## Texte choisi:
◇ ◇ ◇

Comme au lendemain de chaque élimination précoce des clubs sénégalais en compétitions continentales, le débat a resurgi après le petit tour puis s’en va de Diambars et du Diaraf. Une sortie prématurée d’autant plus difficile à avaler que leurs adversaires respectifs, l’Asfa Yennenga du Burkina Faso et les Dwarfs du Ghana ne sont pas actuellement au mieux dans leur championnat. Mais, à y regarder de plus près, et à la lumière des témoignages de techniciens et d’un administratif de la grande Jeanne d’Arc des années 1998 – 2004, la triste réalité c’est que nos clubs ne sont pas assez outillés pour briller sur la scène africaine. Le (semblant de) professionnalisme en cours depuis un peu plus de cinq ans n’a pas réellement aidé les clubs sénégalais à réellement grandir. Certains observateurs pensent même que le football local sénégalais a plutôt régressé. Il est peut-être donc temps que la Lsfp et les clubs fassent cette nécessaire introspection qui pourrait leur permettre de se remettre dans le sens de la marche. En attendant, des voix continuent à s’élever pour dénoncer (même à retardement) cette … courte expédition sur la scène africaine qui appauvrit et souvent fragilise plus qu’elle n’enrichit ou ne confère de l’expérience.
Cherif Kandji, ancien entraineur des Hlm
« En Afrique pour l’expérience ? A l’aventure oui ! »

◇ ◇ ◇

Entrées pour l'étiquetage des cadres de délimitation:

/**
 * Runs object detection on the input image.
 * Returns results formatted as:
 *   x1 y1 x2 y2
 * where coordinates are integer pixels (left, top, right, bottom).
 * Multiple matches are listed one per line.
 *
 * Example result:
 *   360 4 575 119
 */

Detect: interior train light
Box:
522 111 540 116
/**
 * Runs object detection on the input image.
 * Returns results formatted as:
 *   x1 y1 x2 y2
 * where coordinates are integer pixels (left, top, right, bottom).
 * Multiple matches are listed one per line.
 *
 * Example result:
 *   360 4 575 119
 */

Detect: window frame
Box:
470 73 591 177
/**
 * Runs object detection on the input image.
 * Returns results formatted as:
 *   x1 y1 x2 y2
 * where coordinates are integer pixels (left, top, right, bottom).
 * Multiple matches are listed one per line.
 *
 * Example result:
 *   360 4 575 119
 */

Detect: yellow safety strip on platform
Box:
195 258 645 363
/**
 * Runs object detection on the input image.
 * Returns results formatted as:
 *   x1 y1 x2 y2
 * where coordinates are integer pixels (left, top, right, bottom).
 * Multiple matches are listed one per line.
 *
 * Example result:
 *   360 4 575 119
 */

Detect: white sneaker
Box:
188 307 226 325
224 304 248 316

◇ ◇ ◇

## Travail à faire:
1. D'après l'article sur l'élimination des clubs sénégalais, quelles équipes ont été les adversaires de Diambars et du Diaraf ?
2. Les affirmations suivantes sont-elles conformes à l'article sur l'élimination des clubs sénégalais ? Répondez par oui ou par non, en citant les mots du texte qui tranchent.
(a) Le professionnalisme est en cours depuis un peu plus de cinq ans.
(b) Les adversaires des deux clubs sont au mieux dans leur championnat.
(c) Certains observateurs estiment que le football local sénégalais a progressé.
3. Poursuivez l'article sur l'élimination des clubs sénégalais, juste après le titre « En Afrique pour l’expérience ? A l’aventure oui ! ».

## Les résultats:
1. L'Asfa Yennenga du Burkina Faso et les Dwarfs du Ghana.

2.
(a) Oui : « Le (semblant de) professionnalisme en cours depuis un peu plus de cinq ans ».
(b) Non : « ne sont pas actuellement au mieux dans leur championnat ».
(c) Non : « Certains observateurs pensent même que le football local sénégalais a plutôt régressé ».

3.
Ancien teigneux défenseur central international du Diaraf et de l’Asec d’Abidjan, Cherif Kandji a connu l’expérience africaine des clubs, d’abord comme joueur ensuite comme technicien, l’année dernière avec les Hlm. Et il ne veut pas entendre l’argument selon lequel certains clubs sénégalais vont en Afrique pour acquérir de l’expérience. « Quelle expérience. On va à l’aventure oui » ! clame-t-il. Surtout que sur deux ans ou trois, ce ne sont pas toujours les mêmes joueurs qui reviennent. A la limite, il peut créditer Diambars, sorti d’entrée de la Ligue des champions, d’une quête d’expérience internationale « puisque c’est une école qui peut espérer dans le moyen terme pouvoir revenir avec l’essentiel de son ossature pour tenter sa chance ». Mais, pour un club comme le Diaraf qui n’a pas connu un meilleur sort en Coupe de la Caf, « si l’on peut parler d’expérience, c’est à la limite de ses dirigeants ».
La saison passée, sur le banc des Hlm alors détenteurs de la Coupe du Sénégal, Chérif Kandji était allé faire un tout petit tour en Afrique. Même pas, d’ailleurs puisqu’il avait été éliminé d’entrée par Gamtel de Gambie. « Je n’aurais pas souhaité disputer cette compétition. A mon avis, il y avait mieux à faire avec nos maigres moyens ; notamment les mettre à la disposition des clubs, mobiliser toutes nos forces pour avoir une équipe stable, à défaut de remonter en L1 », regrette-t-il aujourd’hui. Au lieu de quoi, Hlm avait dispersé son énergie et ses moyens en Coupe de la Caf pour se retrouver en fin de saison en … National 1. « En fait, nous n’avions pas une équipe assez outillée pour faire bonne figure en Afrique. Car en Afrique, le talent ne suffit pas ; encore que ce talent n’est plus très courant chez nous », révèle-t-il.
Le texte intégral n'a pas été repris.